** EXERCISE GOAL **
Every record is to be transcribed exactly as written.

** Dataset records **
+ + +

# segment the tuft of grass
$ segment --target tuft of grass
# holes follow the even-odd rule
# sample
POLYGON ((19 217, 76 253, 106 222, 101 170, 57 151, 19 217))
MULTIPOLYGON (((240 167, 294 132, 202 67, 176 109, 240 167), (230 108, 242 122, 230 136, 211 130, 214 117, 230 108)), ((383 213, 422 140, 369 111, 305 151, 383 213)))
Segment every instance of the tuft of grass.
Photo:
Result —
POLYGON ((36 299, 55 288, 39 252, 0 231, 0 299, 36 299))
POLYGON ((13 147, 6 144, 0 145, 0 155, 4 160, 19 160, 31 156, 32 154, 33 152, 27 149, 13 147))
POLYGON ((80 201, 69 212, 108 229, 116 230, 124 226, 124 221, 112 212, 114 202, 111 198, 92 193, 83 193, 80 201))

+ + +

** SOLUTION TO THE EXERCISE **
# segment the tuft of grass
$ segment --target tuft of grass
# holes follow the even-odd rule
# sample
POLYGON ((19 217, 76 253, 106 222, 101 170, 57 151, 19 217))
MULTIPOLYGON (((240 167, 294 132, 202 67, 176 109, 240 167), (230 108, 242 122, 230 136, 211 130, 214 117, 230 108)), ((383 213, 422 140, 369 111, 305 151, 383 213)))
Segment every instance of the tuft of grass.
Photo:
Result —
POLYGON ((36 299, 55 288, 39 252, 0 231, 0 299, 36 299))
POLYGON ((13 147, 6 144, 0 145, 0 155, 4 160, 19 160, 31 156, 32 154, 33 152, 27 149, 13 147))
POLYGON ((80 201, 69 212, 108 229, 116 230, 124 226, 124 221, 112 212, 114 202, 111 198, 92 193, 83 193, 80 201))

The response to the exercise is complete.